- **Work instruction**
Lines before the one with "Annotation task — point out every instance of the dog's" are left out; return that line and all that follow it, exactly, through the end of the data.

- **Supplied material**
□ □ □ □ □
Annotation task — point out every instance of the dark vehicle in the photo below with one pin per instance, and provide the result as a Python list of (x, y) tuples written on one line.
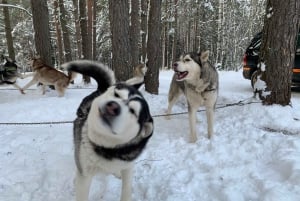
[(250, 61)]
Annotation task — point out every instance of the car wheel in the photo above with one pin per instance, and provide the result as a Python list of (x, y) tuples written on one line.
[(254, 78)]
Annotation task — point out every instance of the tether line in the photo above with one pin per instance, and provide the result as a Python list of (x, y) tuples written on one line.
[(240, 103)]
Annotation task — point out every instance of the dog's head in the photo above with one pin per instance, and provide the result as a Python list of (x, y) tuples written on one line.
[(118, 116), (189, 65)]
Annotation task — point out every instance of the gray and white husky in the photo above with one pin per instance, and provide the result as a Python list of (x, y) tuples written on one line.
[(197, 79), (112, 128)]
□ □ □ □ □
- **Solution**
Annotation task — point out every instance of the dog's head in the photo above with one pin per instance, and provide the result as a Python list of (x, y) tuples written on one line.
[(118, 116), (189, 65)]
Annotation task — point out every instance of the gray and white husky in the photo above with one pin per instance, and provide the result as a Python list of (x, y) tuples written on one line.
[(197, 79), (112, 128)]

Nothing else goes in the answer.